TEXTE DU DOCUMENT:

━━━━━━━━━━━━━━━━━━━━

La question de « l'autorité » fut pendant de longs siècles comme un poids qui paralysait l'être en recherche, mais, de nos jours, nombreux sont ceux qui se rendent compte effectivement que toute connaissance accessible doit être acquise par l'homme lui-même.
En outre, une véritable Connaissance doit impliquer une justice infaillible, dévoiler l'idéal du progrès humain et rendre évidentes les causes des douleurs de ce monde. Pour tous ces chercheurs, il est clair que chacun doit être à lui-même sa propre autorité pour tout ce qu'il accepte et rejette. Il doit donc appliquer toute son intelligence à examiner et éprouver tout ce qui indique la voie vers la connaissance de soi. Avec cette attitude mentale, libre de tout préjugé et d'idées préconçues, il prendra en considération chaque doctrine présentée en l'évaluant sur son propre mérite, et il l'acceptera ou la rejettera en conséquence.

━━━━━━━━━━━━━━━━━━━━

Entrées d'un jeu d'annotations par points:
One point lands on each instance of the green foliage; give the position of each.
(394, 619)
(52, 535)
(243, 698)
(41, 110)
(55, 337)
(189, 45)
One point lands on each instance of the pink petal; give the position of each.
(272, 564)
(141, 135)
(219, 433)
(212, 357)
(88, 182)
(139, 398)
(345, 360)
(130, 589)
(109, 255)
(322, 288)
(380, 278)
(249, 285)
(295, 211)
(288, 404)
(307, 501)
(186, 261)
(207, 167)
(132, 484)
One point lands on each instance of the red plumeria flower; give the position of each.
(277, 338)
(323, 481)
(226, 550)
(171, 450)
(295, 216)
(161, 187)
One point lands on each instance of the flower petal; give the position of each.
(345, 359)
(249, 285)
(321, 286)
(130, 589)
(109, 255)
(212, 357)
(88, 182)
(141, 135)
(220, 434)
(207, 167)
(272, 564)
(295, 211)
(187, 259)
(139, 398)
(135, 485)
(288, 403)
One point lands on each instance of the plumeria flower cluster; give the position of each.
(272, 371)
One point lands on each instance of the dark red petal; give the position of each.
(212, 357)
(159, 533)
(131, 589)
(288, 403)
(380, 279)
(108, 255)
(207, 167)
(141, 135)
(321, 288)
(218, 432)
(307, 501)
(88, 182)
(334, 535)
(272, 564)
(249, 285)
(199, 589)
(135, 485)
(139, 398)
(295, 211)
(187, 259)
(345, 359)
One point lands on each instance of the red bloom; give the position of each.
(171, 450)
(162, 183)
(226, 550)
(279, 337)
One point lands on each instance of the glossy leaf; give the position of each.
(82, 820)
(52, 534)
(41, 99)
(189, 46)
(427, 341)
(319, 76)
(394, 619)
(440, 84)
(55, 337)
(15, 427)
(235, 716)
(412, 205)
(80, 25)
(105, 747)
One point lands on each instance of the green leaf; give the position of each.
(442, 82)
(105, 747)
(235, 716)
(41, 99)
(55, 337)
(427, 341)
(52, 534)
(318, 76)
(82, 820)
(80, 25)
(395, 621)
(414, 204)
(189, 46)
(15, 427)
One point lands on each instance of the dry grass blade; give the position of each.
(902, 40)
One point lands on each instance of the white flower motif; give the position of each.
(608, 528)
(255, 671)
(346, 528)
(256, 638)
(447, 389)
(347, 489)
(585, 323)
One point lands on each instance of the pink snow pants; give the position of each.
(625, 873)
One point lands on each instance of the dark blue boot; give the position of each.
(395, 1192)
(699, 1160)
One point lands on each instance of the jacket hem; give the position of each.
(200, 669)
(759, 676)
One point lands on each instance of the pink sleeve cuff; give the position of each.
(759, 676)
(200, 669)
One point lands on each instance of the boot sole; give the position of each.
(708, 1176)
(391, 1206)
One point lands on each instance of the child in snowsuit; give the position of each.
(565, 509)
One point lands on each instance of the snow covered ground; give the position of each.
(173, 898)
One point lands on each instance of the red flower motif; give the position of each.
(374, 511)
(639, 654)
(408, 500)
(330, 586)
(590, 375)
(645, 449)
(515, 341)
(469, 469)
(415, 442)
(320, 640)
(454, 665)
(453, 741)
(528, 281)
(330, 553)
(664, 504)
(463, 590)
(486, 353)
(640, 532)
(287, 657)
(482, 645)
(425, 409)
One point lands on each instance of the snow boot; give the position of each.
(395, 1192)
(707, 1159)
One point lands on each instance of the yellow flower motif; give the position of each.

━━━━━━━━━━━━━━━━━━━━

CONSIGNES:
- a) Résumez en deux phrases le passage sur l'autorité et la connaissance.
- b) Rédigez la suite du passage sur l'autorité et la connaissance, après sa dernière phrase.
Les entrées ne sont pas nécessaires.

RÉPONSES CI-DESSOUS:
- a) La question de l'autorité a longtemps paralysé l'être en recherche, mais beaucoup comprennent aujourd'hui que toute connaissance accessible doit être acquise par l'homme lui-même. Chacun doit donc être sa propre autorité et, libre de tout préjugé, évaluer chaque doctrine sur son propre mérite pour l'accepter ou la rejeter.

- b)
Le mot réincarnation signifie que notre vie présente est le résultat d'existences antérieures et que notre vie future sera en conformité avec ce que nous avons vécu jadis et sommes en train de vivre. Bien que cette idée puisse sembler nouvelle à de nombreuses personnes, elle est si lumineuse qu'elle suffit pour résoudre complètement les problèmes complexes de la vie, si on l'associe à sa doctrine jumelle — karma.
La réincarnation, ou réincorporation, doit être considérée comme le processus permettant à tous les degrés de l'intelligence de s'exprimer à travers des formes, ou des corps, et de produire le monde visible où nous vivons, car l'évolution des formes s'accomplit par le développement de l'intelligence intérieure, ce qui exige un instrument toujours meilleur pour permettre l'expansion de sa compréhension.
Tout dans la nature fait apparaître une succession d'efforts renouvelés dans ce sens, avec par intervalle des phases de repos périodiques ; chaque repos fournit les moyens nécessaires à l'assimilation de l'expérience acquise, laquelle sert de base nouvelle pour un progrès futur. Ainsi la nuit, qui succède au jour, est à son tour suivie d'un autre jour. Les saisons — printemps, été, automne et hiver — se succèdent invariablement, et l'homme, soumis à la même Loi universelle (et, par conséquent, spirituelle) suit fidèlement les phases de la vie que sont naissance, adolescence, maturité, vieillesse et mort, pour renaître ensuite avec un nouveau corps, qui offrira peut-être des possibilités meilleures que le corps précédent.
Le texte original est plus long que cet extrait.